Page text:

Computational studies of iron carbenes and their reactivity with olefins

• Autores: Egil de Brito Sa
• Directores de la Tesis: Xavier Solans Monfort (dir. tes.), Luis Rodríguez Santiago (codir. tes.)
• Lectura: En la Universitat Autònoma de Barcelona ( España ) en 2018
• Idioma: español
• Tribunal Calificador de la Tesis: Agustí Lledós (presid.), Jorge Juan Carbó Martín (secret.), Miquel Costas Salgueiro (voc.)
• Programa de doctorado: Programa de Doctorado en Química por la Universidad Autónoma de Barcelona
• Materias:
  • Química
    • Química inorgánica
      • Compuestos organometálicos
• Enlaces
  • Tesis en acceso abierto en:  TESEO  TDX 
• Resumen

  • The advent of an organometallic chemistry based on the earth-based first-row transition metals has been gaining attention within the purpose of transform chemistry in a more environmentally friendly discipline. Olefin metathesis is one of the most powerful reactions in organic synthesis as it allows the formation of new C=C double bonds. The reaction is catalyzed either by ruthenium or molybdenum metal carbenes whose cost and toxicity partially prevents their industrial applications. Therefore, the Olefin Metathesis reaction is a paradigmatic example in which the achievement of the long desired Fe-based catalyst can potentially have breakthrough consequences.

    This Thesis is a theoretical exploration, using DFT methods, aiming at understanding how the nature of the ligands, the coordination sphere and the formal metal oxidation state should be tune to achieve an olefin metathesis catalyst based on iron. To do so, we present here a study about the electronic structure of iron-complexes and its reactivity with olefins and an in-silico design search about possible ancillary ligands that can be used to produce this catalyst.

    Reactivity's study of iron carbenes previously reported in the literature shown that high-coordinate complexes avoid the formation of the metallacyclobutane, therefore impeding the olefin metathesis reaction, resulting in cyclopropanation by a concerted carbene transfer path. Whereas the low-coordinated iron-carbenes studied show a non-low-singlet behavior, and also results in cyclopropanation products, but in this case by a carbene-transfer stepwise birradical pathway.

Questions:
a - In the thesis summary on iron carbenes, why do the high-coordinate iron carbenes fail to give olefin metathesis? Answer in one to three sentences.
b - Write the next few sentences of the thesis summary on iron carbenes, picking up after its last sentence.

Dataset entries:

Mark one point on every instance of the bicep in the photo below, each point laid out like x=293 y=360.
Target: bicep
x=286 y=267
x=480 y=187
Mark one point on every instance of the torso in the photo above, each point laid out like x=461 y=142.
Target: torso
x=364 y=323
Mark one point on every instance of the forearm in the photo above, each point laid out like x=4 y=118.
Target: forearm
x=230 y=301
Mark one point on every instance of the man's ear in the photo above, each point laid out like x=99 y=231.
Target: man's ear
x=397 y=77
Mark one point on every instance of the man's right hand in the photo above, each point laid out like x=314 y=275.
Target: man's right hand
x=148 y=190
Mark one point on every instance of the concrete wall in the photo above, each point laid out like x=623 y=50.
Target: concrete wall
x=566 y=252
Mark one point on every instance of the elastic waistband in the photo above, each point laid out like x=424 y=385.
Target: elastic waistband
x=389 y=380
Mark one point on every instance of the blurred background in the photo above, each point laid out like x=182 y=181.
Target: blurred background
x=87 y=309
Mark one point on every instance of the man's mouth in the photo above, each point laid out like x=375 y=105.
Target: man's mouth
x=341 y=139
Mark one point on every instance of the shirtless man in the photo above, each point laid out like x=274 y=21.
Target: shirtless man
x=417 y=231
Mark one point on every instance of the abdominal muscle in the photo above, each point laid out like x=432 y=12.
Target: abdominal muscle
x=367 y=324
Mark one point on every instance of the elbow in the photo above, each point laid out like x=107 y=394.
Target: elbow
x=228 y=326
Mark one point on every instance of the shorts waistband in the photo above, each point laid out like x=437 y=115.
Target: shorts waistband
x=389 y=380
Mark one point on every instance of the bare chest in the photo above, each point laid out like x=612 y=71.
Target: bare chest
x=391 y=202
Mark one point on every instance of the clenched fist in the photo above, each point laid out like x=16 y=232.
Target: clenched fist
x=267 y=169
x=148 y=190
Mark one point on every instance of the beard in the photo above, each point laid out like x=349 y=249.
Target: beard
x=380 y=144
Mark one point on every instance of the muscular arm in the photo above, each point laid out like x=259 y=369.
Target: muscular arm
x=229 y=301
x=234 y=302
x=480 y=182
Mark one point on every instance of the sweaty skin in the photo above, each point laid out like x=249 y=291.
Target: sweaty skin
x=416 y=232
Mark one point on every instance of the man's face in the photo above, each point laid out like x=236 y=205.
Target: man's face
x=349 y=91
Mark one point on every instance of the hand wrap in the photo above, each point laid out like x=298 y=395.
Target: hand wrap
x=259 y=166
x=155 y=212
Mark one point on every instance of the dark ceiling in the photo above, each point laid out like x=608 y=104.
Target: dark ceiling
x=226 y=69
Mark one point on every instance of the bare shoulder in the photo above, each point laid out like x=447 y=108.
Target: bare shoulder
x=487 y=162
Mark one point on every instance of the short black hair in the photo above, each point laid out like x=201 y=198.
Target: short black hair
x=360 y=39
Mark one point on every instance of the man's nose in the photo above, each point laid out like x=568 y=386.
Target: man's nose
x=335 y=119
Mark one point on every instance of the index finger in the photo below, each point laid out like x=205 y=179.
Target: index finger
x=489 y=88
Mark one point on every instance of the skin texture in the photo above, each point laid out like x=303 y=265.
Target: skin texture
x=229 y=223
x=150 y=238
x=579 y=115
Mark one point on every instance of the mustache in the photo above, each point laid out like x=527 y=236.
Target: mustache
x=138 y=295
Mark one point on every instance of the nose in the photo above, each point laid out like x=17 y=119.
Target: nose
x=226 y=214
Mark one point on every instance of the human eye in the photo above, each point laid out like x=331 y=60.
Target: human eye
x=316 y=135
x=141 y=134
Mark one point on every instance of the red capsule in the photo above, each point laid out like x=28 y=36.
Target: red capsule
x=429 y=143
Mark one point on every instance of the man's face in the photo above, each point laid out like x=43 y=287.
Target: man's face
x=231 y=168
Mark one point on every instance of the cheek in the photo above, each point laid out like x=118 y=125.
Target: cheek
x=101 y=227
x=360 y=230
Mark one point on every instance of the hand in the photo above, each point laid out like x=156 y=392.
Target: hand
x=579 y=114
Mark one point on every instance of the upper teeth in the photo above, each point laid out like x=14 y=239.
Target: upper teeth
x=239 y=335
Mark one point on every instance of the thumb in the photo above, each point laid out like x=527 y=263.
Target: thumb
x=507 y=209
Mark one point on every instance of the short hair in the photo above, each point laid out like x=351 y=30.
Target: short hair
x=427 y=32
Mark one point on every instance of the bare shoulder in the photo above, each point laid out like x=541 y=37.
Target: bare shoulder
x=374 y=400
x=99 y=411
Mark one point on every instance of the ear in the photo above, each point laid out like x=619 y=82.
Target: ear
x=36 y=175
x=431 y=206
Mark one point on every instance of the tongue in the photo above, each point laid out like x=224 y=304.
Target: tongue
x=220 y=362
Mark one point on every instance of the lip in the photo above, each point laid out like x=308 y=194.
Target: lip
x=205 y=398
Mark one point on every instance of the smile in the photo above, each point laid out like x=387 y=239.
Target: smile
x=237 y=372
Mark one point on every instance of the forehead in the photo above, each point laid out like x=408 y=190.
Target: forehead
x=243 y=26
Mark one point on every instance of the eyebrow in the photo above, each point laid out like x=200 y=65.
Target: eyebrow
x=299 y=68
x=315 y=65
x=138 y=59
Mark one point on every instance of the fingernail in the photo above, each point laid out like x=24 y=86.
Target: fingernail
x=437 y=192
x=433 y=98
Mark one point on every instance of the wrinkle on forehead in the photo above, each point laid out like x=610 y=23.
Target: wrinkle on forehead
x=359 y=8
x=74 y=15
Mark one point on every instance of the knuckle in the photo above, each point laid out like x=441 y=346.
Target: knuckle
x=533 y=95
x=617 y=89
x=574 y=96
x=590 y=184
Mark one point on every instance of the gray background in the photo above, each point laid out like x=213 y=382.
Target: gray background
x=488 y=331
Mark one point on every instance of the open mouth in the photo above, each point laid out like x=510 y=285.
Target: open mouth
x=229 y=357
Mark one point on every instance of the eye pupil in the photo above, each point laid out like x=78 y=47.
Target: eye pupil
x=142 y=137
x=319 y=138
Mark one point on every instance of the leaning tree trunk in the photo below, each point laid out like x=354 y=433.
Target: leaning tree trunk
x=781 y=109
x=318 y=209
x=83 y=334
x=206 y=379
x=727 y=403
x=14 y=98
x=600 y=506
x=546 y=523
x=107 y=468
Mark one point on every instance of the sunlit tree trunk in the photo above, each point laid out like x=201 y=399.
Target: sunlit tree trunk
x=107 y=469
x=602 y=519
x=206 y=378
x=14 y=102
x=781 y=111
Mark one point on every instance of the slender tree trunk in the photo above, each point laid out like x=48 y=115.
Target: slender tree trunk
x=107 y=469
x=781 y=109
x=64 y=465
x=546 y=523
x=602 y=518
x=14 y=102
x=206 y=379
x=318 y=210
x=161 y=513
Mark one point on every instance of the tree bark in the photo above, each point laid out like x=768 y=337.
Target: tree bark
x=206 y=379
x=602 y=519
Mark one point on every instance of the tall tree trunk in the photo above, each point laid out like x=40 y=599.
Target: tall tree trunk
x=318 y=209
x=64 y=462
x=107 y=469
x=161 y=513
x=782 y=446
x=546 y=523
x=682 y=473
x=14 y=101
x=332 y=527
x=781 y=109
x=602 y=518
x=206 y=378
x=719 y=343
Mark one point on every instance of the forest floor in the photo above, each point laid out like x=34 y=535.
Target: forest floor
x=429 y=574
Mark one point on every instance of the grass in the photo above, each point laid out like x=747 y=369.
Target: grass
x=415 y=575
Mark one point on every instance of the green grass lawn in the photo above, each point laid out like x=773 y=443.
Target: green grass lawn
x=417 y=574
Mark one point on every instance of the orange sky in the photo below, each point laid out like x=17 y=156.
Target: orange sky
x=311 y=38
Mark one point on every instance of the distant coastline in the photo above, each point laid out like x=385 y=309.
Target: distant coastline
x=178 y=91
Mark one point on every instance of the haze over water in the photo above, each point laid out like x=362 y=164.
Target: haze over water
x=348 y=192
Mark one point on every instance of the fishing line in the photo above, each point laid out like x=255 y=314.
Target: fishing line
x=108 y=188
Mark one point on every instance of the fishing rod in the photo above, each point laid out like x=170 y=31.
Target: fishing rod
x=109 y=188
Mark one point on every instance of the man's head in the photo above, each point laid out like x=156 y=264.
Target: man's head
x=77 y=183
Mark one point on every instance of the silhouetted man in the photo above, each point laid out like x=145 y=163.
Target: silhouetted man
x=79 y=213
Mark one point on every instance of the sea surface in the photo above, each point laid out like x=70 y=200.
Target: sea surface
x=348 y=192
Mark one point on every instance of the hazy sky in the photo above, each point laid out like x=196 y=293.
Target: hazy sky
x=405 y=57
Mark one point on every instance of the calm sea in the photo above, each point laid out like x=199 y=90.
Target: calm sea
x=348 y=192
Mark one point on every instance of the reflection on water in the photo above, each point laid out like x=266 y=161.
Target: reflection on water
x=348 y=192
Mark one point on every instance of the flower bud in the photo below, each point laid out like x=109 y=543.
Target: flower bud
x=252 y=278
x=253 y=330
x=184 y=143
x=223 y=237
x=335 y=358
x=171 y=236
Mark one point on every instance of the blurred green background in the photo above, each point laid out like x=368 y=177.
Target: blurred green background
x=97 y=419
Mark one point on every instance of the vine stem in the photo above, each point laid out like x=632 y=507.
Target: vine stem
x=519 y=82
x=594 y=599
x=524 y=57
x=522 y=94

Replies:
a - They avoid forming the metallacyclobutane, which blocks the olefin metathesis reaction. Instead, they give cyclopropanation through a concerted carbene transfer path.

b -
    In-silico search for ancillary ligands to propose an iron-carbene complex to improve olefin-metathesis over cyclopropanation, has shown that ancillary tridentate ligands containing s-donating ligands are good candidates for such goals, since they provide iron-carbene in the singlet state and allow the formation of the intermediate metallocyclobutane, in the singlet state. However a pathway for cyclopropanation by reductive elimination from the metallocyclobutane still has lower barriers than the cycloreversion for olefin metathesis.

    For the case of pentacoordinate iron-carbenes, the reduction by two electrons in the metallic center seems to be the best way to promote the carbene and the metallocycle in the singlet state. The disadvantages are that these complexes are high-coordinated with 18 electrons, preventing the coordination of an incoming olefin, therefore avoiding the metallacyclobutane formation. Again, cyclopropanation takes through a carbene stepwise carbene transfer mechanism.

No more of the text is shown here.